**Requirement**
Reproduce the entries from the line containing "AR game engine needs to place a power-up near the fallen" through the line containing "[273,785,321,810]", replacing each "camera feed" with "video frame" and leaving everything else unchanged.

**Provided material**
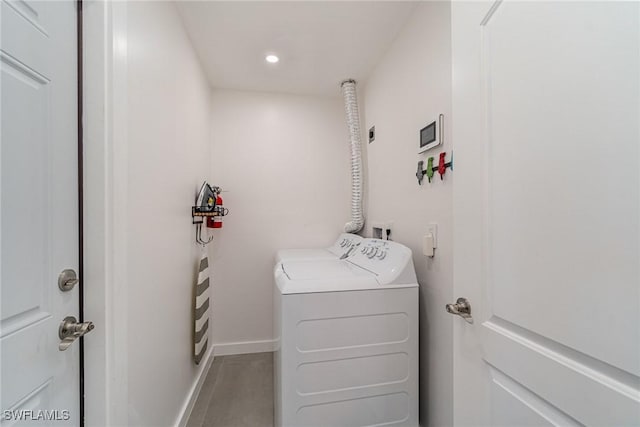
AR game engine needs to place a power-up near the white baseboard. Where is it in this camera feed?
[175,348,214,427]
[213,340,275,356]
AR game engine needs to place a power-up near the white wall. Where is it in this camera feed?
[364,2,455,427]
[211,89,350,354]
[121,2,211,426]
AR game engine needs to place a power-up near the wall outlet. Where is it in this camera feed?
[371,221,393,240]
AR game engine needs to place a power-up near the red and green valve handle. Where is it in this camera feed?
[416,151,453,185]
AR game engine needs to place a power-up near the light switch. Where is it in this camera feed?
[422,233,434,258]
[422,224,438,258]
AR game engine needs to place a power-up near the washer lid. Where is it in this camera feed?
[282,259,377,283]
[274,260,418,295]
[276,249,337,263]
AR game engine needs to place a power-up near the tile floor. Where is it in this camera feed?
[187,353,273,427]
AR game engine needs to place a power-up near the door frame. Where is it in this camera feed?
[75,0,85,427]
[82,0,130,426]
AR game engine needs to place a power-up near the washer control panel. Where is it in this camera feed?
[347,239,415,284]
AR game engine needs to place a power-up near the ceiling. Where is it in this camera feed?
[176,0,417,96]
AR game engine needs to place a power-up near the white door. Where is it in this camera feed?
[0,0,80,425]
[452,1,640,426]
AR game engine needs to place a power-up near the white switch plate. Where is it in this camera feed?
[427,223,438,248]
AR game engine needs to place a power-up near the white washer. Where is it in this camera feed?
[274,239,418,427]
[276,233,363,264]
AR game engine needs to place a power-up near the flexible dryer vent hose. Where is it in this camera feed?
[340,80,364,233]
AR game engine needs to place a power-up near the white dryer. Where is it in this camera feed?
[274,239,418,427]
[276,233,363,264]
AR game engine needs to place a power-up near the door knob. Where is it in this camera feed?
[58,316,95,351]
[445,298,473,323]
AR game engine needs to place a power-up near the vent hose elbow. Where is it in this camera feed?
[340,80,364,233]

---

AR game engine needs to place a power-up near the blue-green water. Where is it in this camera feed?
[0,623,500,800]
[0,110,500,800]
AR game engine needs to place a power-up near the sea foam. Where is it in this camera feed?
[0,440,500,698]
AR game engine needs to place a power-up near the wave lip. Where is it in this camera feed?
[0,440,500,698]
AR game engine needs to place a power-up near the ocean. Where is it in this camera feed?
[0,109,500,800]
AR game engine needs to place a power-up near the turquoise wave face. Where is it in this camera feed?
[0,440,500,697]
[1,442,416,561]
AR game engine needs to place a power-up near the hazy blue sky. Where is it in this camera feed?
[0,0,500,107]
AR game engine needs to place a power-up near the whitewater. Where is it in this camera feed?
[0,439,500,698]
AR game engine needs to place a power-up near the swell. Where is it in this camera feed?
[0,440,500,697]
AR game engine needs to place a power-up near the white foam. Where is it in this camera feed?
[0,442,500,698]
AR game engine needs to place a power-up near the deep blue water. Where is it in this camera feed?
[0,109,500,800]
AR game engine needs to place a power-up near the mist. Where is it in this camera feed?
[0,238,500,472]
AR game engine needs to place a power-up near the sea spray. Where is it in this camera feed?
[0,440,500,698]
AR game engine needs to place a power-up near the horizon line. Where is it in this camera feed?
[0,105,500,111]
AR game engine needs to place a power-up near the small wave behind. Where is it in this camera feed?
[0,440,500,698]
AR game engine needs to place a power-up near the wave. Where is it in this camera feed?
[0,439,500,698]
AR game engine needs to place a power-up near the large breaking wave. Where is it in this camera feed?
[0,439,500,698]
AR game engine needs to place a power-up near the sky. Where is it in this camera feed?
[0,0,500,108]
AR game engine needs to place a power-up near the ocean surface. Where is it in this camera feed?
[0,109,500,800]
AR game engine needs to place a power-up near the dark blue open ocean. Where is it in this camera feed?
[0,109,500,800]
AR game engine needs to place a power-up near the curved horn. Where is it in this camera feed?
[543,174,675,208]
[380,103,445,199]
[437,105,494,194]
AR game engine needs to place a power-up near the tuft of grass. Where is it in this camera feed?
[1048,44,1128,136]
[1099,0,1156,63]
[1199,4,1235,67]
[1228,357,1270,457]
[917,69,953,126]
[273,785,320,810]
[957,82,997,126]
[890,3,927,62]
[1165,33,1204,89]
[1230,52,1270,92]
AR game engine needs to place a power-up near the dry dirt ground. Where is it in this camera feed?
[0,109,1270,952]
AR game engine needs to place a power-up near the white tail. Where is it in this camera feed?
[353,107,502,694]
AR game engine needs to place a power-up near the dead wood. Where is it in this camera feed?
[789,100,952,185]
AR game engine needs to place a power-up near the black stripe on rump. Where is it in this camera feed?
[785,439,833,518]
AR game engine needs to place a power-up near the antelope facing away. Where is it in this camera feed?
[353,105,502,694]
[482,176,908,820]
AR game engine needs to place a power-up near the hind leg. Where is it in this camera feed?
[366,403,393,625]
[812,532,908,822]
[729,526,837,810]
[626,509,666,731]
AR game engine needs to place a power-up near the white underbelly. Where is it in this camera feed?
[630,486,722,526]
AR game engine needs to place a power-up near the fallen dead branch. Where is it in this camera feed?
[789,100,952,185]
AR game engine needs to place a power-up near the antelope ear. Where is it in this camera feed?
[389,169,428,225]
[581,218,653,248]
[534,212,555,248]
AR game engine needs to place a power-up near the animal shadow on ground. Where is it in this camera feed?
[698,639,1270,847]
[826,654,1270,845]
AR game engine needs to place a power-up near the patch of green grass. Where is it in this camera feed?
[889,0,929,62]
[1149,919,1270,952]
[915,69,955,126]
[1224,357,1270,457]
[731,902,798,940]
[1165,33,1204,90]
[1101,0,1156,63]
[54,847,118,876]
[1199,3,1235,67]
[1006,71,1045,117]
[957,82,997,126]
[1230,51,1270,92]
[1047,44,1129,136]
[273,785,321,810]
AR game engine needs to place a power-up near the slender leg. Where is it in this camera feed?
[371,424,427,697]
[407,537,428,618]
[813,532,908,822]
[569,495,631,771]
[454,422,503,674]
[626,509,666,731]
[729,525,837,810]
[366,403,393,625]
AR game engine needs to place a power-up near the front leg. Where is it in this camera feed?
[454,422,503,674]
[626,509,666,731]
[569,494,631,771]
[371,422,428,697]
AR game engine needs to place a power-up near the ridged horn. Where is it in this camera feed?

**Solution to this exercise**
AR game engine needs to place a power-up near the fallen dead branch. Where is it in this video frame?
[789,100,952,185]
AR game engine needs to place a power-up near the antelope ear. Where is it in this video frame?
[389,169,428,225]
[581,218,653,248]
[534,212,555,248]
AR game engine needs to place a power-up near the animal shadow on ground. Where is it in this video frame?
[698,639,1270,847]
[826,654,1270,845]
AR game engine needs to place a power-up near the patch of green grass. Where is it in this video frame?
[889,0,929,62]
[1149,919,1270,952]
[915,69,955,126]
[1224,357,1270,457]
[731,902,798,940]
[1165,33,1204,90]
[1101,0,1156,63]
[54,847,118,876]
[1199,3,1235,67]
[1006,71,1045,117]
[957,82,997,126]
[1230,51,1270,92]
[1047,44,1129,136]
[273,785,321,810]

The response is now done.